## What the task asks
Rewrite the records below, changing every "bounding boxes" to "box coordinates" and leaving everything else as it is.

## Data supplied
** START **
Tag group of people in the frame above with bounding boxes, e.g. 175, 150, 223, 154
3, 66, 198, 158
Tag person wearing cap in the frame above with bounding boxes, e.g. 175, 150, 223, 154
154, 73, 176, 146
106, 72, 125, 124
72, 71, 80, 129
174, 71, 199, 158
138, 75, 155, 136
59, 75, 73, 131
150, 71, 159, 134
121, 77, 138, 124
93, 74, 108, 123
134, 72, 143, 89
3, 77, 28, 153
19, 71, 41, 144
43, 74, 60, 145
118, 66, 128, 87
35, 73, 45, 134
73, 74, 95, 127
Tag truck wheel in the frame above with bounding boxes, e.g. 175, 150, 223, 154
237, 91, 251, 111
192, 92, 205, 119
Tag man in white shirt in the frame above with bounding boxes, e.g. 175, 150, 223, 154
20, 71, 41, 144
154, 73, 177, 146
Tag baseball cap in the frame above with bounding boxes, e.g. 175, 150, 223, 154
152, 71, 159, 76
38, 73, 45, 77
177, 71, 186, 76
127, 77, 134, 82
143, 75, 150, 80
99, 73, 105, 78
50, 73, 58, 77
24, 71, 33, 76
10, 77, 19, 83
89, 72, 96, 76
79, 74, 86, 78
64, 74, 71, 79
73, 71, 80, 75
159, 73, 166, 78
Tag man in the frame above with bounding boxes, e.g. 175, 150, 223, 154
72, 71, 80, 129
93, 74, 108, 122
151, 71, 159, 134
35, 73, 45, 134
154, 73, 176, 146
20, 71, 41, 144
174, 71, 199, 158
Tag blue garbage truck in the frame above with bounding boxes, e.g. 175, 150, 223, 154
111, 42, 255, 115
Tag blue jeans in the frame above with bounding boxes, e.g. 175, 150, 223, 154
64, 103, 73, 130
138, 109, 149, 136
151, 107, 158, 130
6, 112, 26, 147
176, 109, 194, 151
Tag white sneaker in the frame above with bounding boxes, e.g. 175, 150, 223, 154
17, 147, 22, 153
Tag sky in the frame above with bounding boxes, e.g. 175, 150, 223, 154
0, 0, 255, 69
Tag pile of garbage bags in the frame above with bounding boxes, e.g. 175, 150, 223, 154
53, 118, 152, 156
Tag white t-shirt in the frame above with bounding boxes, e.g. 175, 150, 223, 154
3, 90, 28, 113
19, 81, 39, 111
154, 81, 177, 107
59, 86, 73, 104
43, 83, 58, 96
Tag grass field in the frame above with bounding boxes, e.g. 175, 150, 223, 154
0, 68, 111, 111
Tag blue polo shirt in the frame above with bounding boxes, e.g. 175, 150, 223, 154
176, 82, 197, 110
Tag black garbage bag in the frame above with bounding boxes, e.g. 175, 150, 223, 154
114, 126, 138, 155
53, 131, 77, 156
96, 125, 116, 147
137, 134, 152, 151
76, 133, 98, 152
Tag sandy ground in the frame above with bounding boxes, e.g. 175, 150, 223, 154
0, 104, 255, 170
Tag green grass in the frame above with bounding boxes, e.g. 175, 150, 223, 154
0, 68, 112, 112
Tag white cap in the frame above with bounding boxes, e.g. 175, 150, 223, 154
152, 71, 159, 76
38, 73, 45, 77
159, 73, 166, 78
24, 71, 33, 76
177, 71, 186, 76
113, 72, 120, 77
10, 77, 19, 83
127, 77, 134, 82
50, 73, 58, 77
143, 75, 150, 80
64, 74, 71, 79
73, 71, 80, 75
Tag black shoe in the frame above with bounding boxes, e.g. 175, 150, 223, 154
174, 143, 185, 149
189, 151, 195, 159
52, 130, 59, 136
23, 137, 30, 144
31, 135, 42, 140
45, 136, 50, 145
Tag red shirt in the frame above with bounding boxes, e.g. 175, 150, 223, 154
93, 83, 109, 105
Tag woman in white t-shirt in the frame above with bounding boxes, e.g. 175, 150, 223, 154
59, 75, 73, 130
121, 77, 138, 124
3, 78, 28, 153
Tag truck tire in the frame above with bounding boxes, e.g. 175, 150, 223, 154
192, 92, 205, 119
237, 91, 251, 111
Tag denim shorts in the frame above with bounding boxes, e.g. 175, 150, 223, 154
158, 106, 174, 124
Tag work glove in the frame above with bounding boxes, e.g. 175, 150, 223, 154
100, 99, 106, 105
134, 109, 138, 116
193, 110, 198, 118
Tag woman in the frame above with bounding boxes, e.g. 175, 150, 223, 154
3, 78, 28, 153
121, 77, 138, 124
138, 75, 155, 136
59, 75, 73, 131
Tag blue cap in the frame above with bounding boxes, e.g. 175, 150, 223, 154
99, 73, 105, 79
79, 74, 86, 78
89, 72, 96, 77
** END **
## Full response
Tag group of people in the frame above with box coordinates, e.g. 175, 150, 223, 154
3, 66, 198, 158
Tag person wearing cap in the frame above with box coordinates, e.g. 175, 150, 223, 154
154, 73, 176, 146
106, 72, 125, 124
72, 71, 80, 129
174, 71, 199, 158
138, 75, 155, 136
59, 75, 73, 131
150, 71, 159, 134
121, 77, 138, 124
93, 74, 108, 123
134, 72, 143, 89
3, 77, 28, 153
19, 71, 41, 144
43, 74, 60, 145
118, 66, 128, 87
35, 73, 45, 134
73, 74, 95, 127
Tag truck wheel in the frame above with box coordinates, e.g. 175, 150, 223, 154
237, 91, 251, 111
192, 92, 205, 119
Tag man in white shirt in the frame above with box coordinates, e.g. 175, 150, 223, 154
20, 71, 41, 144
154, 73, 177, 146
Tag baseball cap in the frame above with box coordinates, e.g. 175, 150, 223, 154
152, 71, 159, 76
38, 73, 45, 77
177, 71, 186, 76
127, 77, 134, 82
143, 75, 150, 80
99, 73, 105, 78
50, 73, 58, 77
24, 71, 33, 76
10, 77, 19, 83
89, 72, 96, 76
79, 74, 86, 78
64, 74, 71, 79
73, 71, 80, 75
159, 73, 166, 78
Tag man in the frame above with box coordinates, e.g. 175, 150, 223, 154
72, 71, 80, 129
93, 74, 108, 122
151, 71, 159, 134
35, 73, 45, 134
154, 73, 176, 146
20, 71, 41, 144
174, 71, 199, 158
Tag blue garbage truck in the frame above with box coordinates, e.g. 175, 150, 223, 154
111, 42, 255, 115
Tag blue jeans in the frame above with box coordinates, e.g. 175, 150, 223, 154
64, 103, 73, 130
138, 109, 149, 136
151, 107, 158, 130
6, 112, 26, 147
176, 109, 194, 151
Tag white sneaker in the frame above with box coordinates, e.g. 175, 150, 223, 154
17, 147, 22, 153
Tag sky in the frame above with box coordinates, e.g. 175, 150, 223, 154
0, 0, 255, 69
Tag pile of garbage bags in the frame above with box coordinates, e.g. 175, 150, 223, 154
53, 118, 152, 156
Tag white t-shirt in the frame above with box coordinates, e.g. 175, 150, 223, 154
3, 90, 28, 113
19, 81, 39, 111
154, 81, 177, 107
59, 86, 73, 104
43, 83, 58, 96
Tag grass field in the frame above with box coordinates, e.g. 175, 150, 223, 154
0, 68, 111, 111
Tag blue polo shirt in the frame above with box coordinates, e.g. 175, 150, 223, 154
176, 82, 197, 110
Tag black garbage bag in the frame above with box coordinates, e.g. 175, 150, 223, 154
114, 126, 138, 155
53, 131, 77, 156
96, 125, 116, 147
137, 134, 152, 151
76, 133, 98, 152
Tag sandy ground in the frame above with box coordinates, e.g. 175, 150, 223, 154
0, 104, 255, 170
Tag green grass in the frame above with box coordinates, e.g. 175, 150, 223, 154
0, 68, 112, 112
Tag white cap in the frame above with box coordinates, e.g. 175, 150, 223, 154
152, 71, 159, 76
38, 73, 45, 77
159, 73, 166, 78
24, 71, 33, 76
177, 71, 186, 76
113, 72, 120, 77
10, 77, 19, 83
127, 77, 134, 82
50, 73, 58, 77
143, 75, 150, 80
64, 74, 71, 79
73, 71, 80, 75
Tag black shoe in the frame above with box coordinates, e.g. 175, 150, 223, 154
174, 143, 185, 149
189, 151, 195, 159
52, 130, 59, 136
23, 137, 30, 144
31, 135, 42, 140
45, 136, 50, 145
Tag red shirt in the frame above with box coordinates, e.g. 175, 150, 223, 154
93, 83, 109, 105
Tag woman in white t-shirt in the frame above with box coordinates, e.g. 175, 150, 223, 154
59, 75, 73, 130
121, 77, 138, 124
3, 78, 28, 153
Tag truck tire in the frame above with box coordinates, e.g. 175, 150, 223, 154
192, 92, 205, 119
237, 91, 251, 111
Tag denim shorts in the frame above with box coordinates, e.g. 175, 150, 223, 154
158, 106, 174, 124
Tag work glove in the frame above with box coordinates, e.g. 175, 150, 223, 154
100, 99, 106, 105
134, 109, 138, 116
193, 110, 198, 118
Tag woman in the frame above with box coordinates, e.g. 175, 150, 223, 154
3, 78, 28, 153
121, 77, 138, 124
138, 75, 155, 136
59, 75, 73, 131
Tag blue cap in the frame above with box coordinates, e.g. 175, 150, 223, 154
99, 73, 105, 79
79, 74, 86, 78
89, 72, 96, 77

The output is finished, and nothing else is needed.